[Region pointing data]
= Beginning of Section =

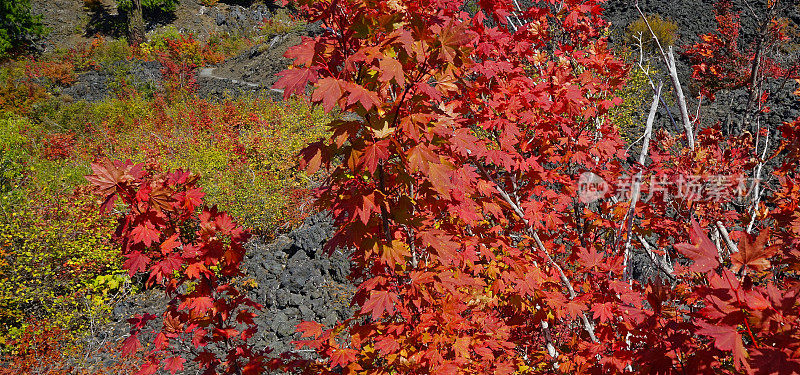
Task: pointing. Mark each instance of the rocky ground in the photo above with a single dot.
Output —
(291, 276)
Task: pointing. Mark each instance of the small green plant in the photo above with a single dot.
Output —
(664, 30)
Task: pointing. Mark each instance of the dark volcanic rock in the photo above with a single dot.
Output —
(96, 85)
(308, 285)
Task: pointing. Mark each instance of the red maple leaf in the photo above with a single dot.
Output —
(199, 304)
(174, 364)
(136, 262)
(343, 357)
(131, 345)
(725, 338)
(329, 91)
(375, 153)
(294, 81)
(146, 233)
(379, 302)
(603, 311)
(387, 345)
(358, 94)
(753, 255)
(392, 69)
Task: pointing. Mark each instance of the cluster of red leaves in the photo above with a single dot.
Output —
(44, 348)
(194, 253)
(456, 187)
(719, 63)
(59, 146)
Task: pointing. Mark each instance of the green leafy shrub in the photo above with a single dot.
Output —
(664, 30)
(53, 244)
(631, 114)
(18, 27)
(163, 6)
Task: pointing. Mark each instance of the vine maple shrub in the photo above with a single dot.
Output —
(193, 252)
(456, 186)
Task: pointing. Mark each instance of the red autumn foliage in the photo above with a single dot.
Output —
(193, 252)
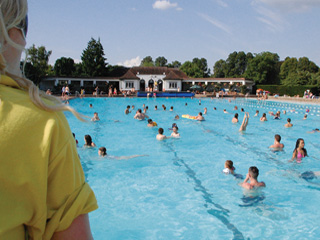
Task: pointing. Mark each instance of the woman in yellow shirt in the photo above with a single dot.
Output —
(42, 185)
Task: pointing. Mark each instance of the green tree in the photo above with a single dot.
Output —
(219, 69)
(93, 60)
(174, 64)
(147, 62)
(203, 66)
(64, 67)
(191, 69)
(37, 63)
(160, 62)
(263, 68)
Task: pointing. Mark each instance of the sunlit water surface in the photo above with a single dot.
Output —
(179, 191)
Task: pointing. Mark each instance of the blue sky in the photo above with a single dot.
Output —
(180, 30)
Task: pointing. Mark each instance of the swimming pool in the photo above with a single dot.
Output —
(179, 191)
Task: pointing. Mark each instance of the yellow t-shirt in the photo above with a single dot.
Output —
(42, 184)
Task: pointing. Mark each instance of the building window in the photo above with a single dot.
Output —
(129, 84)
(173, 85)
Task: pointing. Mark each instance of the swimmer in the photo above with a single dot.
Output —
(95, 117)
(139, 115)
(288, 124)
(228, 167)
(103, 153)
(277, 116)
(160, 135)
(314, 130)
(277, 144)
(245, 122)
(299, 152)
(235, 118)
(200, 117)
(88, 141)
(252, 176)
(151, 123)
(175, 133)
(264, 117)
(127, 111)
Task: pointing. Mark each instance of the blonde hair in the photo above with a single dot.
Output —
(12, 12)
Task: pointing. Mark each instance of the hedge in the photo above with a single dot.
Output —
(289, 90)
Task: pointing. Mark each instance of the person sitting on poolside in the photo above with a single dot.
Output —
(88, 141)
(252, 176)
(245, 122)
(277, 144)
(264, 117)
(151, 123)
(160, 135)
(288, 124)
(139, 115)
(127, 111)
(235, 118)
(95, 117)
(228, 167)
(175, 133)
(200, 117)
(299, 152)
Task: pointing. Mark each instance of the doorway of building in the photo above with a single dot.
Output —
(142, 85)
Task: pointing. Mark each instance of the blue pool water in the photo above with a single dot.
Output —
(179, 191)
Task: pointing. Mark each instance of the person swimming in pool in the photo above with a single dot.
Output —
(139, 115)
(235, 118)
(175, 133)
(200, 117)
(299, 152)
(277, 144)
(103, 153)
(160, 135)
(245, 122)
(251, 180)
(288, 124)
(151, 123)
(88, 141)
(95, 117)
(264, 117)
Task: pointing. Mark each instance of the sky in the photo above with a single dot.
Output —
(130, 30)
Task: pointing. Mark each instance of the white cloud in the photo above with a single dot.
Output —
(273, 19)
(222, 3)
(292, 5)
(165, 4)
(216, 23)
(131, 62)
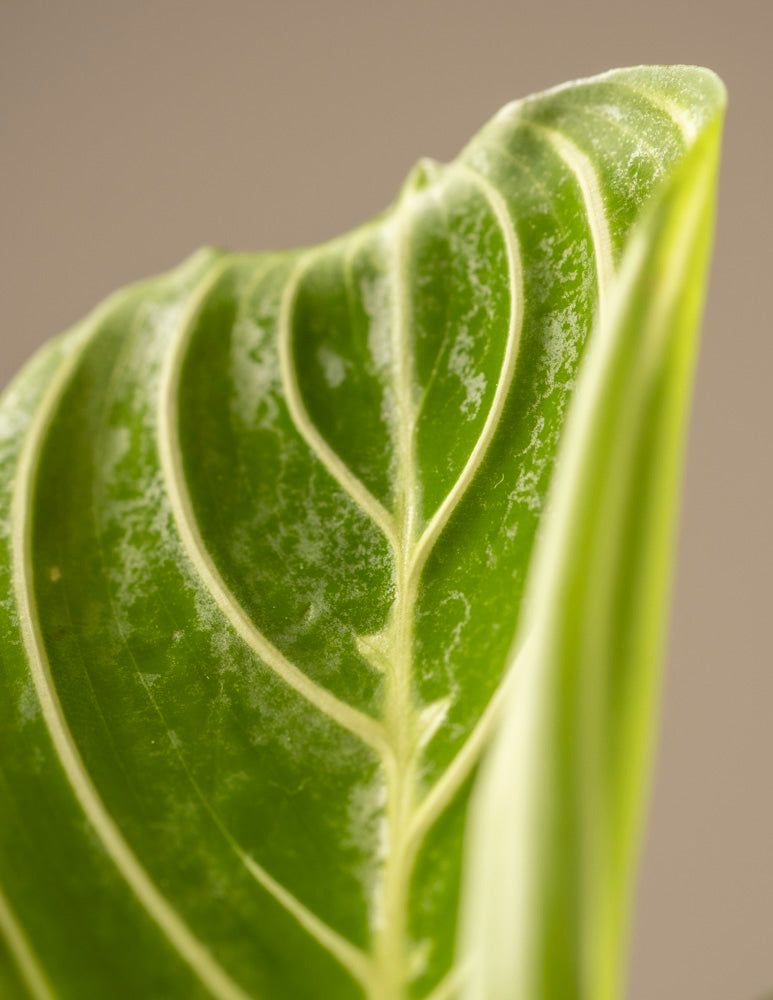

= End of Section =

THE TASK
None of the pictures should be carried over when the data above is transcribed exactly.

COMPLETED EXERCISE
Task: pointing. Mark each instance of the rocky ground in the photo above with a single dot.
Output —
(291, 276)
Task: pointing. Mark each instance of the small green plant in the photo above with a single dot.
Output —
(664, 30)
Task: pointing. Mark each instance of the dark volcanic rock in the photo above with a single dot.
Output —
(96, 85)
(308, 285)
Task: pointing. Mark each instance of the red maple leaf in the photo above with a single dot.
Output —
(199, 304)
(174, 364)
(136, 262)
(343, 357)
(131, 345)
(725, 338)
(329, 91)
(375, 153)
(294, 81)
(146, 233)
(379, 302)
(603, 311)
(387, 345)
(358, 94)
(753, 255)
(392, 69)
Task: pointing. Mark each instance of the cluster of red leaves in the photo above with a single dot.
Output —
(44, 348)
(194, 253)
(456, 187)
(719, 63)
(59, 146)
Task: pointing. Mark each instance of the green leafy shrub in the photo above with a single dot.
Output —
(664, 30)
(53, 244)
(631, 114)
(18, 27)
(163, 6)
Task: pointing. Mark each instance of the vine maple shrub in the photo above with a single dot.
Output —
(193, 252)
(456, 186)
Task: pointing. Mark each instance of the red autumn foliage in the photo above with a single dot.
Output —
(193, 252)
Task: pointing. Mark each instance of the woman in yellow shirt in the photo above with a single dot.
Output —
(42, 185)
Task: pointing. Mark each instance of the green tree in the photo above with a single dot.
Output —
(219, 69)
(93, 60)
(174, 64)
(147, 62)
(203, 66)
(64, 67)
(191, 69)
(37, 63)
(160, 62)
(263, 68)
Task: pointing. Mark each instance of the sunlit water surface in the photo above with a single dot.
Output —
(179, 191)
Task: pointing. Mark each instance of the blue sky in the photo above with a single dot.
Output —
(180, 30)
Task: pointing. Mark each instance of the swimming pool in the photo above with a single dot.
Output —
(179, 191)
Task: pointing. Mark each instance of the yellow t-shirt in the photo above with a single dot.
Output —
(42, 184)
Task: pointing. Mark each instance of the building window in the photo above with a single dot.
Output —
(129, 84)
(173, 85)
Task: pointing. Mark each instance of the swimmer in the photo above with a single dot.
Output —
(95, 117)
(139, 115)
(288, 124)
(228, 167)
(103, 153)
(277, 116)
(160, 135)
(314, 130)
(277, 144)
(245, 122)
(299, 152)
(235, 118)
(200, 117)
(88, 141)
(252, 176)
(151, 123)
(175, 133)
(264, 117)
(127, 111)
Task: pointing. Mark each instance of the blonde hair in the photo above with a single dot.
Output —
(12, 12)
Task: pointing. Mark each instance of the hedge in the photo above with a single dot.
Output —
(289, 90)
Task: pointing. Mark each instance of the person sitting on poolside in the photo above with a single dot.
Output —
(88, 141)
(252, 176)
(245, 122)
(277, 144)
(264, 117)
(151, 123)
(160, 135)
(288, 124)
(139, 115)
(127, 111)
(235, 118)
(95, 117)
(228, 167)
(175, 133)
(200, 117)
(299, 152)
Task: pointing. Mark each instance of the doorway of building in the photo above with a single dot.
Output —
(142, 85)
Task: pointing. Mark each instance of the blue pool water in the photo above with a single dot.
Output —
(179, 191)
Task: pointing. Mark each instance of the person swimming in pool in the photo above with a single dot.
Output —
(139, 115)
(235, 118)
(175, 133)
(200, 117)
(299, 152)
(277, 144)
(103, 153)
(160, 135)
(245, 122)
(251, 180)
(288, 124)
(151, 123)
(88, 141)
(95, 117)
(264, 117)
Task: pointing. Mark each instance of the sky in the photo above with a single dot.
Output —
(130, 30)
Task: pointing. Mark each instance of the white cloud in the photo above with a single dot.
Output —
(273, 19)
(222, 3)
(292, 5)
(165, 4)
(216, 23)
(131, 62)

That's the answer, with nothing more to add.